▶ DATA RECORDS:
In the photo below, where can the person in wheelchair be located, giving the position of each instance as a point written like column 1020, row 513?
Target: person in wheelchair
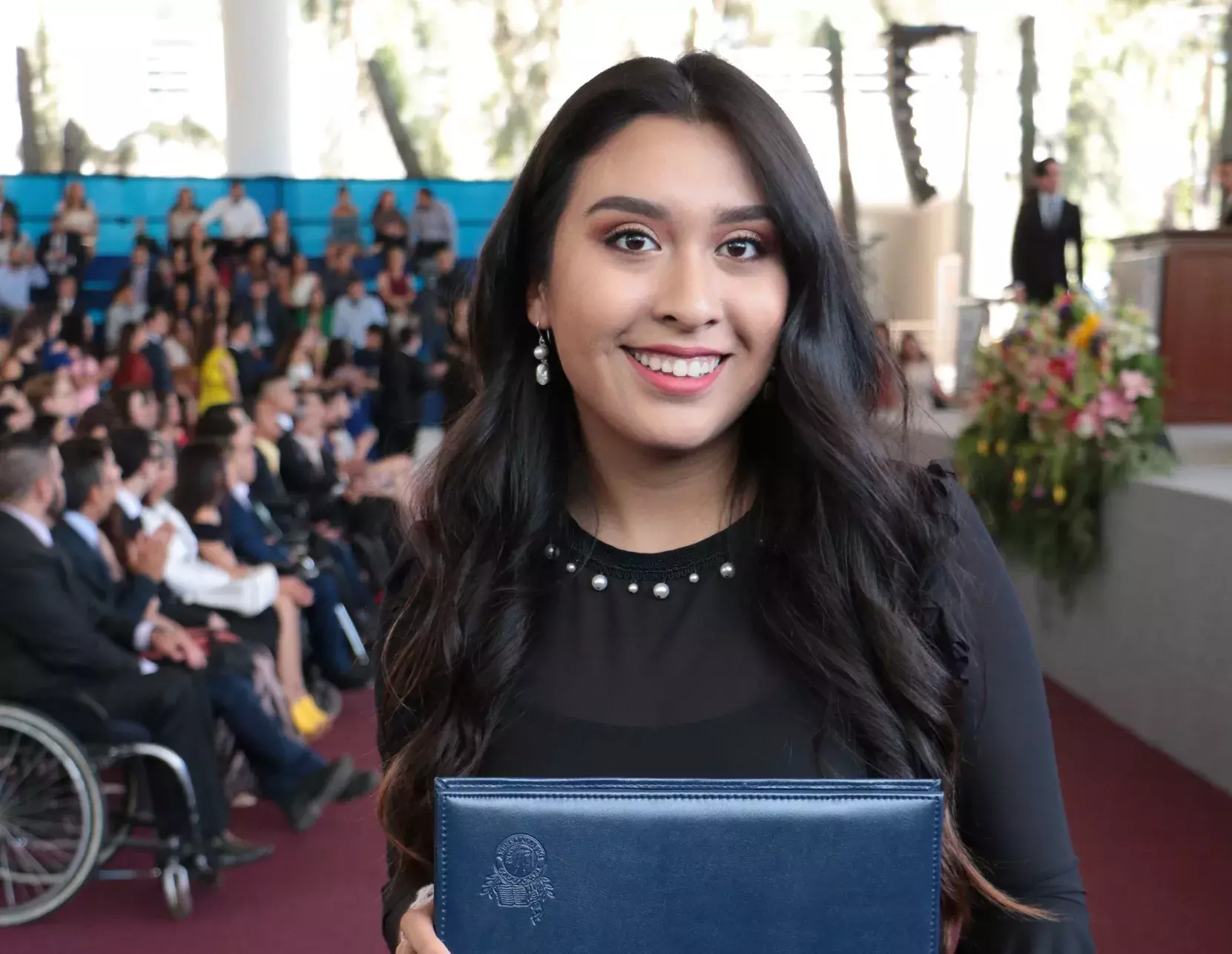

==

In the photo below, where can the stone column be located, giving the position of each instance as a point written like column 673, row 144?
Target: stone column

...

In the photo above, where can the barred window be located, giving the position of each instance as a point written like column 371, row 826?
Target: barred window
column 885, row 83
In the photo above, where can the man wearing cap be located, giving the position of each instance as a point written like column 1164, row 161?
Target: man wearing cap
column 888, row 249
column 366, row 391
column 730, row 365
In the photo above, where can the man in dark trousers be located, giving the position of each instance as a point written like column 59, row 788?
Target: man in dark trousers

▶ GOAL OF THE EXERCISE: As listed above, the lines from the line with "In the photo below, where can the stone" to the line with "Target: stone column" are to be echoed exactly, with both ends included and nothing added.

▶ ANSWER BOX:
In the photo below, where can the stone column be located, giving the position of each instance as a point written like column 673, row 144?
Target: stone column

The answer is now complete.